SELECTED PASSAGE:
_ _ _ _ _

Haiti's only golf course becomes a refugee camp

Once a club with 400 members, Haiti's lone golf course is now a refugee camp

Haiti has one golf course, The Petionville Club, a little nine-holer on the outskirts of Port-au-Prince, the nation's capital. Since the 7.0-magnitude earthquake devastated the country on Jan. 12, the course has been transformed into a refugee camp manned by the 82nd Airborne Division.

The golf course has been covered with shabby tents assembled from poles and sheets. Near the ninth green, relief workers pass out water, MREs (meals ready to eat) and high-protein biscuits. Helicopters drop provisions, but not everyone gets a ration. Last Saturday the soldiers handed out more than 2,500 meals before they ran out. The latest estimates have more than 10,000 people living on the course.

Bill Evans, a 62-year old American, is the general manager and president of the club. He lives at the modest facility, where non-members can play for $30. Built in the early 1930s during the last years of the U.S. occupation, the course now claims around 300 members. The short layout doesn't include any par 5s, and all the grasses are indigenous and self-sustaining. The club is not exclusive to the international elites who keep it afloat. In the poorest country in the Western Hemisphere, where water and electricity are luxury items, there is little room for a golf elite.

"On a typical day you're going to find caddies playing with members," Evans said. "It's not some snobby, elitist golf course."

_ _ _ _ _

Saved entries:
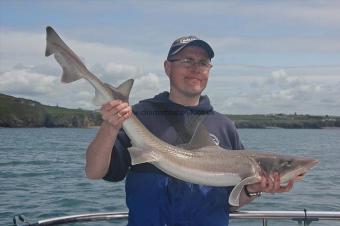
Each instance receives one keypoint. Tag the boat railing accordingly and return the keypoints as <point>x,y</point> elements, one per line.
<point>301,217</point>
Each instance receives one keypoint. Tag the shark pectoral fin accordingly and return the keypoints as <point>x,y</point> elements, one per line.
<point>139,155</point>
<point>99,99</point>
<point>234,197</point>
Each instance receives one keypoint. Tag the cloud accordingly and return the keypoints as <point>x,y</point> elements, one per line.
<point>283,93</point>
<point>26,82</point>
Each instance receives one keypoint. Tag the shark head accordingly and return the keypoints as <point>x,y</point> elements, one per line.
<point>289,167</point>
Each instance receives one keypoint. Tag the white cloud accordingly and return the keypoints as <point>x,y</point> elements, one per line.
<point>283,93</point>
<point>26,82</point>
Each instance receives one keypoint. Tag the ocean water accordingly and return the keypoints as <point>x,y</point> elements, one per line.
<point>42,174</point>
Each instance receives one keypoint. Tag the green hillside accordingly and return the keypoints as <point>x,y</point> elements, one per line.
<point>19,112</point>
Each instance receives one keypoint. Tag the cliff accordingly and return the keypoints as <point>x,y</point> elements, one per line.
<point>19,112</point>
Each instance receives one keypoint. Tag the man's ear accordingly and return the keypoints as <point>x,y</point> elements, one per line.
<point>167,67</point>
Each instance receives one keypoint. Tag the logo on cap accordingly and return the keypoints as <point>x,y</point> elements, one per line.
<point>187,39</point>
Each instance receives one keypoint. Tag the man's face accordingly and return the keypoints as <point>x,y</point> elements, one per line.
<point>188,80</point>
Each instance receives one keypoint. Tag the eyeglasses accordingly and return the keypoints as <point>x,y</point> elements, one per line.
<point>189,63</point>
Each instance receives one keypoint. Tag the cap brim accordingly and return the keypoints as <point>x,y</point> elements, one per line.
<point>199,43</point>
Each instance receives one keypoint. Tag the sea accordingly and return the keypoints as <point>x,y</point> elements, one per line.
<point>42,175</point>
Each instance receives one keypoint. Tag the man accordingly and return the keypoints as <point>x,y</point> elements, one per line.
<point>154,198</point>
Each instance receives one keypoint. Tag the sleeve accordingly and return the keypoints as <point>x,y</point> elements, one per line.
<point>120,159</point>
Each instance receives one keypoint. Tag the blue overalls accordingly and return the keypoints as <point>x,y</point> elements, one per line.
<point>156,199</point>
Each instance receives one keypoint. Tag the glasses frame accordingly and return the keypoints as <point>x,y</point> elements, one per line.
<point>190,63</point>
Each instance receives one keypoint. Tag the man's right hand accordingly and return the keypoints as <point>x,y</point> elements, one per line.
<point>115,112</point>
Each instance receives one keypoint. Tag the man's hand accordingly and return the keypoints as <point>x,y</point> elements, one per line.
<point>270,185</point>
<point>115,113</point>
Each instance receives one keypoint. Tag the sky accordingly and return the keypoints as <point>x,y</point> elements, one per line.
<point>270,56</point>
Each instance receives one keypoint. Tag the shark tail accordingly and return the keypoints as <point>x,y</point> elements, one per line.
<point>73,67</point>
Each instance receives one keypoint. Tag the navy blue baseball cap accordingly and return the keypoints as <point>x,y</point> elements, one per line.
<point>191,40</point>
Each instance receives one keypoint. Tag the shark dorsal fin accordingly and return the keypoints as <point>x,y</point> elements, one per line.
<point>200,138</point>
<point>122,92</point>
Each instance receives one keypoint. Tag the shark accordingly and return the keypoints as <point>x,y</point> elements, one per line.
<point>200,161</point>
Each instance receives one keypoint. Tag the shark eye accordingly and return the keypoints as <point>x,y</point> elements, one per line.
<point>286,163</point>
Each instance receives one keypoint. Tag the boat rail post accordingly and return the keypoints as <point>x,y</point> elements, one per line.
<point>264,221</point>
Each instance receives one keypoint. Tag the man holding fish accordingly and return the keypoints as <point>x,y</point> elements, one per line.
<point>153,197</point>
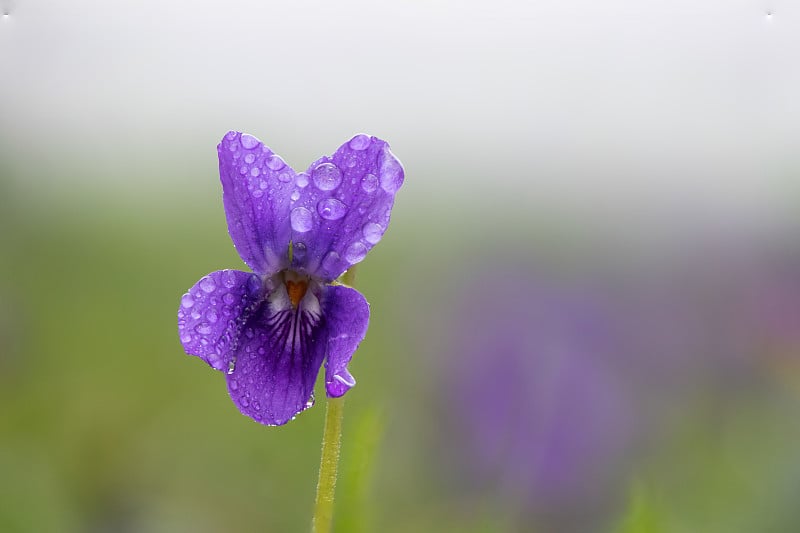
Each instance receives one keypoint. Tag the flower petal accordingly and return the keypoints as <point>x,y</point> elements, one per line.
<point>256,185</point>
<point>212,313</point>
<point>341,207</point>
<point>347,317</point>
<point>279,355</point>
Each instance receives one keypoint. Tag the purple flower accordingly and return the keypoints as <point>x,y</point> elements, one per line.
<point>270,330</point>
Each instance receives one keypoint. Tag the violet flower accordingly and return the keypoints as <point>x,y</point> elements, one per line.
<point>269,331</point>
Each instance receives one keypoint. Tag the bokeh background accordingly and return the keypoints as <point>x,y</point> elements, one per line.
<point>586,313</point>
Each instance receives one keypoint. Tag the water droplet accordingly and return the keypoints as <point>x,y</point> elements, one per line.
<point>331,209</point>
<point>248,141</point>
<point>327,176</point>
<point>207,284</point>
<point>391,172</point>
<point>302,219</point>
<point>372,232</point>
<point>187,301</point>
<point>275,162</point>
<point>356,252</point>
<point>369,183</point>
<point>299,250</point>
<point>254,284</point>
<point>359,142</point>
<point>229,278</point>
<point>331,260</point>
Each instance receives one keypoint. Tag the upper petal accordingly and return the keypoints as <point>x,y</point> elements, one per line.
<point>341,207</point>
<point>256,185</point>
<point>212,313</point>
<point>278,359</point>
<point>347,317</point>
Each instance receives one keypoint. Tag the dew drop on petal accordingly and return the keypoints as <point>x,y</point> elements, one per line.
<point>391,172</point>
<point>299,249</point>
<point>355,252</point>
<point>302,219</point>
<point>327,176</point>
<point>331,260</point>
<point>207,284</point>
<point>331,209</point>
<point>254,284</point>
<point>372,232</point>
<point>359,142</point>
<point>229,279</point>
<point>187,301</point>
<point>275,162</point>
<point>369,183</point>
<point>248,141</point>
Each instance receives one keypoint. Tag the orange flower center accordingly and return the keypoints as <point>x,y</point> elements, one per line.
<point>296,291</point>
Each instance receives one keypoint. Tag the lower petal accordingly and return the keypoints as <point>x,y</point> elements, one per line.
<point>278,358</point>
<point>347,317</point>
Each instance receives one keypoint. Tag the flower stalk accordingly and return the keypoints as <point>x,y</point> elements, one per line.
<point>331,448</point>
<point>328,466</point>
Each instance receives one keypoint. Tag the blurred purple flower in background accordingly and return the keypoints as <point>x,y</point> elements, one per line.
<point>270,330</point>
<point>557,385</point>
<point>536,411</point>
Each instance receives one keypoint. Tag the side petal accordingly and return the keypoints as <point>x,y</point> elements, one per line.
<point>278,359</point>
<point>256,185</point>
<point>347,316</point>
<point>342,205</point>
<point>212,313</point>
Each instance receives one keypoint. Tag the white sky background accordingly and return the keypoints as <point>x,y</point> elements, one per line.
<point>675,107</point>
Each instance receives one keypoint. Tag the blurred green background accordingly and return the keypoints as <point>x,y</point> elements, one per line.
<point>644,154</point>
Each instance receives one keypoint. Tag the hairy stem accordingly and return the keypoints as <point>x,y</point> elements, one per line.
<point>329,463</point>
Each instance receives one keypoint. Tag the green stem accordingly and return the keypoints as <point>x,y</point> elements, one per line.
<point>329,463</point>
<point>331,447</point>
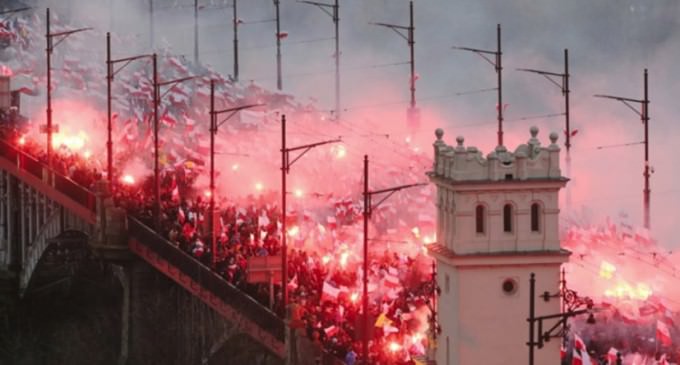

_ _ _ _ _

EXERCISES TO COMPLETE:
1 > In the article on Haiti's golf course, what items do relief workers hand out near the ninth green? List them.
2 > According to the article on Haiti's golf course, how much does a non-member pay to play there?
3 > Rewrite the paragraph of the article on Haiti's golf course that begins "Bill Evans, a 62-year old American" as a short bulleted list that keeps its main facts.
Work only from the article on Haiti's golf course and ignore the rows.

ANSWERS FOR THE TASKS:
1 >
- Water
- MREs (meals ready to eat)
- High-protein biscuits

2 > Non-members can play for $30.

3 >
- Bill Evans, a 62-year-old American, is the club's general manager and president and lives at the facility.
- Non-members can play for $30.
- The course was built in the early 1930s, during the last years of the U.S. occupation, and now has around 300 members.
- The short layout has no par 5s, and all its grasses are indigenous and self-sustaining.
- International elites keep the club afloat, but it is not exclusive to them.
- In the poorest country in the Western Hemisphere, where water and electricity are luxury items, there is little room for a golf elite.